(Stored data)
-- Opening Marker --

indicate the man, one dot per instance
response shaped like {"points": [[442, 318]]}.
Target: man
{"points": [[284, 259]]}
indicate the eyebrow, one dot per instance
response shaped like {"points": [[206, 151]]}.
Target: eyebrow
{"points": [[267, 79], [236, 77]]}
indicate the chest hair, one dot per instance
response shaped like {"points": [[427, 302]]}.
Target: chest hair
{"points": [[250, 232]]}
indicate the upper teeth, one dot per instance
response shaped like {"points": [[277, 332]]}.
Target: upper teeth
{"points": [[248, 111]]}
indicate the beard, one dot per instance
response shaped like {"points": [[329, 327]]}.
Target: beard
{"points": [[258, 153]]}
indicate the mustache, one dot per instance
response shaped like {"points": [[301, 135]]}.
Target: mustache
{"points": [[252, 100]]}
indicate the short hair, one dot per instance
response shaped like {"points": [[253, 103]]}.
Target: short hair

-- Closing Marker --

Could you retype each record exactly as it appears?

indicate the man, one dot per instance
response shaped like {"points": [[442, 318]]}.
Target: man
{"points": [[284, 259]]}
indicate the eyebrow, one dot per instance
response shaped like {"points": [[206, 151]]}.
Target: eyebrow
{"points": [[267, 79], [236, 77]]}
indicate the chest hair, one dot per instance
response shaped like {"points": [[427, 302]]}.
Target: chest hair
{"points": [[250, 232]]}
indicate the upper teeth, one dot per instance
response shaped like {"points": [[277, 332]]}.
Target: upper teeth
{"points": [[248, 111]]}
indicate the beard, one dot per instance
response shaped like {"points": [[329, 327]]}.
Target: beard
{"points": [[258, 153]]}
indicate the mustache, one dot per instance
response shaped like {"points": [[301, 135]]}.
Target: mustache
{"points": [[252, 100]]}
indicate the short hair, one dot per instance
response shaped like {"points": [[253, 103]]}.
Target: short hair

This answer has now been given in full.